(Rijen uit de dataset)
::::

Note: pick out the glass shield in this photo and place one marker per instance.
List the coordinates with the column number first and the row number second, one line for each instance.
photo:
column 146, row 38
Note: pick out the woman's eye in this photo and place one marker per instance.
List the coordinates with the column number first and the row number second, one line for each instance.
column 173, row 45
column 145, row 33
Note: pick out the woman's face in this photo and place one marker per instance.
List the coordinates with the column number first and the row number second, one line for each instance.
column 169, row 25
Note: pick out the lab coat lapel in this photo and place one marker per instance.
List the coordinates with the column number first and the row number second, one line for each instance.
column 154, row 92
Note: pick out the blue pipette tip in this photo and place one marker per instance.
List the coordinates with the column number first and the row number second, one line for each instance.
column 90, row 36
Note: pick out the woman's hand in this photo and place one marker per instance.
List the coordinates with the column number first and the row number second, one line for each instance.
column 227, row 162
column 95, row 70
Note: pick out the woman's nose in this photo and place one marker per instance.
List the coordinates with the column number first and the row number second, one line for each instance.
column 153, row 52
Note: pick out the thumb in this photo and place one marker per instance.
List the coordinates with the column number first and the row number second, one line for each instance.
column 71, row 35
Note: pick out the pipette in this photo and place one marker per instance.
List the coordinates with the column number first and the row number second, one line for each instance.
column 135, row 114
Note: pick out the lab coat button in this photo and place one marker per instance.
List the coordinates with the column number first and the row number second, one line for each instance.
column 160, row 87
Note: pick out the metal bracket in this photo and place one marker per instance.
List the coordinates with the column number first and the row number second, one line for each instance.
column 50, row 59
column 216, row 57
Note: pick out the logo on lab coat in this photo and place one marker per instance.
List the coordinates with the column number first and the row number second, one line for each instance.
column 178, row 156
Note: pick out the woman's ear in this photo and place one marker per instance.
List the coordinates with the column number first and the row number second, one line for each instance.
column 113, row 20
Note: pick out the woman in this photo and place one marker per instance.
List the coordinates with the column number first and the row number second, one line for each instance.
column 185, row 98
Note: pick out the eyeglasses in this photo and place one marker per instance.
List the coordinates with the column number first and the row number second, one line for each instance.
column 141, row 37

::::

» DOEL:
Geef alle bovenstaande gegevens letterlijk en volledig opnieuw weer.

» ANTWOORD OEFENING:
Note: pick out the glass shield in this photo and place one marker per instance.
List the coordinates with the column number first and the row number second, one line for each instance.
photo:
column 146, row 38
Note: pick out the woman's eye in this photo and place one marker per instance.
List the coordinates with the column number first and the row number second, one line for each instance.
column 173, row 45
column 145, row 33
Note: pick out the woman's face in this photo and place one marker per instance.
List the coordinates with the column number first and the row number second, one line for each instance.
column 169, row 25
Note: pick out the lab coat lapel in this photo and place one marker per instance.
List the coordinates with the column number first and the row number second, one line for each instance.
column 154, row 92
Note: pick out the blue pipette tip in this photo and place one marker per instance.
List the coordinates with the column number first and the row number second, one line for each instance.
column 90, row 36
Note: pick out the woman's hand in this photo and place one marker per instance.
List the coordinates with the column number first and the row number second, one line for each instance.
column 227, row 162
column 95, row 70
Note: pick out the woman's nose in this photo and place one marker per instance.
List the coordinates with the column number first and the row number second, one line for each instance.
column 153, row 52
Note: pick out the thumb in this photo and place one marker per instance.
List the coordinates with the column number first and the row number second, one line for each instance.
column 71, row 35
Note: pick out the pipette in this photo and place one marker per instance.
List the coordinates with the column number first and the row number second, one line for each instance.
column 135, row 114
Note: pick out the lab coat button in this photo and place one marker per instance.
List the coordinates with the column number first and the row number second, one line for each instance.
column 160, row 87
Note: pick out the metal bracket in this photo and place one marker per instance.
List the coordinates with the column number first and the row number second, one line for each instance.
column 50, row 59
column 216, row 57
Note: pick out the logo on lab coat in this photo and place one marker per instance.
List the coordinates with the column number first and the row number second, one line for each instance.
column 178, row 156
Note: pick out the woman's ear in this photo and place one marker per instance.
List the coordinates with the column number first and the row number second, one line for each instance.
column 113, row 20
Note: pick out the woman in this photo and place one marker per instance.
List the coordinates with the column number first and the row number second, one line for each instance.
column 185, row 98
Note: pick out the eyeglasses in this photo and place one marker per instance.
List the coordinates with the column number first and the row number second, one line for each instance.
column 141, row 37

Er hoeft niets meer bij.